TASK GOAL = Reproduce nothing but the closing run of lines: the line with "Please place a point on the concrete" and each line that follows it to the end of the data.

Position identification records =
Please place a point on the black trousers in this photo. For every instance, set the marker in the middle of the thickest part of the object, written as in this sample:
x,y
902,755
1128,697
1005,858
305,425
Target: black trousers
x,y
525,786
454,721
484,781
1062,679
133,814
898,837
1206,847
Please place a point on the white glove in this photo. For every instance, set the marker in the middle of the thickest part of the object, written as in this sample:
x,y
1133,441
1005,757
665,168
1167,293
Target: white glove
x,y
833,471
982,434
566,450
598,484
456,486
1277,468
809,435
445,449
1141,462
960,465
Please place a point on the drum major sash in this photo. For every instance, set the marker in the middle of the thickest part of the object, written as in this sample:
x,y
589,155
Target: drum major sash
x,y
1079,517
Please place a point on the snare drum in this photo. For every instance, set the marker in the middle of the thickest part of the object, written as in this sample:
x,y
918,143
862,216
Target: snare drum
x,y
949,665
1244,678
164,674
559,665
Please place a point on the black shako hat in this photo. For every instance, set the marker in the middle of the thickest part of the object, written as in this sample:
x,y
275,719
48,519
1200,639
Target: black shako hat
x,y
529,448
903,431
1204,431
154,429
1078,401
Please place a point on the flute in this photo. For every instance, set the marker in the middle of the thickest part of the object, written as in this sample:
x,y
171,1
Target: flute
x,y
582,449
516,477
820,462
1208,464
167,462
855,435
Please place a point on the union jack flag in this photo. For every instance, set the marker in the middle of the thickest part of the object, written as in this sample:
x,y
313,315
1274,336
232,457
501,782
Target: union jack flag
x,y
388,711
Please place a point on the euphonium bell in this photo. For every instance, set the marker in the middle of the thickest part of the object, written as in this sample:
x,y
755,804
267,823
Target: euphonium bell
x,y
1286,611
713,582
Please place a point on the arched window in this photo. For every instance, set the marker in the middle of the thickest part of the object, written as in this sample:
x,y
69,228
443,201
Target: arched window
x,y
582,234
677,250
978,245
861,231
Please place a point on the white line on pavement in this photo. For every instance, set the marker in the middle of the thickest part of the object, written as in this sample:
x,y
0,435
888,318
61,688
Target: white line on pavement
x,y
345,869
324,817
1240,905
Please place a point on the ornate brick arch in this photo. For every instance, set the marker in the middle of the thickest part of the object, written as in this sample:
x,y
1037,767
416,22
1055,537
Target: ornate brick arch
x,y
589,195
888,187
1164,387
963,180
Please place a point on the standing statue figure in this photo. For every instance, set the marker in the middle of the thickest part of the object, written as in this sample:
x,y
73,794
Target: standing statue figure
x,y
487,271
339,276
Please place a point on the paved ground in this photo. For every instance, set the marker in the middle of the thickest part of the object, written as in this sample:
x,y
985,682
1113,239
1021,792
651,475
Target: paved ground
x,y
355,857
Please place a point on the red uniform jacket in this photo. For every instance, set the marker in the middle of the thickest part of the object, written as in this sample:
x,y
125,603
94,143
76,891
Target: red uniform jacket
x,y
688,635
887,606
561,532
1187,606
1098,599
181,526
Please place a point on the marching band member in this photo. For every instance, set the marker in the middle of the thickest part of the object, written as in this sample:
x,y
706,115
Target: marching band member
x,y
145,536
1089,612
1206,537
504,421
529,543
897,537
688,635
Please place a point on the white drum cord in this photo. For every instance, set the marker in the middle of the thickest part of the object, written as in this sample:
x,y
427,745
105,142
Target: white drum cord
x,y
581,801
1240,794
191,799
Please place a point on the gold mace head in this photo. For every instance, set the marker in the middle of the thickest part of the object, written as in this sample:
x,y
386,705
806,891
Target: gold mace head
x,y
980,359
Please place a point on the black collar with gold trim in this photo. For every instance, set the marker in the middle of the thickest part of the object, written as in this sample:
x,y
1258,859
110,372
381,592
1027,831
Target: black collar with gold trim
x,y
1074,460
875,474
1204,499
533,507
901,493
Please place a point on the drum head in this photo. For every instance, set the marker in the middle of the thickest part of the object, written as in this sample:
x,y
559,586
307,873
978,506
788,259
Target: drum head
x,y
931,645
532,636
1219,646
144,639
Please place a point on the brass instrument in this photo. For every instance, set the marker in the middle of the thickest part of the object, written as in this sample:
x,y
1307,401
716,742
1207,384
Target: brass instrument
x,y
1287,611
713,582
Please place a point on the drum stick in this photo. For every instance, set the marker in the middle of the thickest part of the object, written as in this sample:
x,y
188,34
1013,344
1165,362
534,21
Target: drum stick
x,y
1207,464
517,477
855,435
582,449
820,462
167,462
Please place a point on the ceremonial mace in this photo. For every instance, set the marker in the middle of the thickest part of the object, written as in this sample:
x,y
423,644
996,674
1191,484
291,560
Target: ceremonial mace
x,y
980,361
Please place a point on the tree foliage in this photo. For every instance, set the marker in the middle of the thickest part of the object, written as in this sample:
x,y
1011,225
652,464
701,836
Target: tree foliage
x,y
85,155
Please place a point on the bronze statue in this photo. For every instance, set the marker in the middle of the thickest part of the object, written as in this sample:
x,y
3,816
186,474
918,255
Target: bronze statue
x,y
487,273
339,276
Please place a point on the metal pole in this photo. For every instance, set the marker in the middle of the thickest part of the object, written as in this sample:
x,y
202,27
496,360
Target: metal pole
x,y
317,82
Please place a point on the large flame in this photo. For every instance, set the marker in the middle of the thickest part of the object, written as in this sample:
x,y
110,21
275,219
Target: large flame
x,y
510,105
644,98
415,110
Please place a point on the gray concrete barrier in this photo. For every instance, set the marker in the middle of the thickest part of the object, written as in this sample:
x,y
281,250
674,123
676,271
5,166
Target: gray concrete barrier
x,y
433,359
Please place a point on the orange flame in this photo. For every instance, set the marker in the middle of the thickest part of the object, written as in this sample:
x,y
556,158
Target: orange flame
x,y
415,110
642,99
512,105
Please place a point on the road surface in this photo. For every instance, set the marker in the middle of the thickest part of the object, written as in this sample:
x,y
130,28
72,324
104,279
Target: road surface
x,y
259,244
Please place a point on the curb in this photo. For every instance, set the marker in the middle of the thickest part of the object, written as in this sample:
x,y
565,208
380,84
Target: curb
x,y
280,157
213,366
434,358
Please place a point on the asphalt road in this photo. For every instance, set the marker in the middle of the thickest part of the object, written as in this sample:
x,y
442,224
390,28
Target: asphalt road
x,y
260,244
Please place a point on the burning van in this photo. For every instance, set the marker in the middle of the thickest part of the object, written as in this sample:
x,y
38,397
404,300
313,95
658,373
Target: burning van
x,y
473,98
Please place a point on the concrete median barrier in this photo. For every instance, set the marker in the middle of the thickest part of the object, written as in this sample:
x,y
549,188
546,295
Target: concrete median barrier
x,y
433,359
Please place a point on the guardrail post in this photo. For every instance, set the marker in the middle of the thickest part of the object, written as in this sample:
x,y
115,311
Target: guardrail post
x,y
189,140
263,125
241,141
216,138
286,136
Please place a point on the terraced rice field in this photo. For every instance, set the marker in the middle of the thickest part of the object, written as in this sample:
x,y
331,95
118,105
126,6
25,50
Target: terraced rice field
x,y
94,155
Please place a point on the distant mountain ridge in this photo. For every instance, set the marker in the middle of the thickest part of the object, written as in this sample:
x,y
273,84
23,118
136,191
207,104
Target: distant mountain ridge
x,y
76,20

EXERCISE RESULT =
Please place a point on the concrete median barrier in this photo. For every instance, set the marker in the middle of the thickest part of the object, written as in this sample:
x,y
549,188
546,295
Target: concrete median barrier
x,y
433,359
Please place a point on the guardrail post in this photo. For every instance, set the marker in the middle of the thickest part of the object, written as in this sample:
x,y
115,311
Target: guardrail post
x,y
189,140
263,125
241,141
216,138
286,136
Please place a point on the terraced rice field in this photo. For every instance, set the marker in the middle of the thickest part of the object, written as in this sample:
x,y
331,95
118,105
126,6
25,50
Target: terraced rice field
x,y
94,155
Please place a point on the distant mountain ridge in this photo. For every instance, set the marker in the middle of the thickest part of the object, written as in this sample:
x,y
273,84
23,118
136,191
207,104
Target: distant mountain ridge
x,y
76,20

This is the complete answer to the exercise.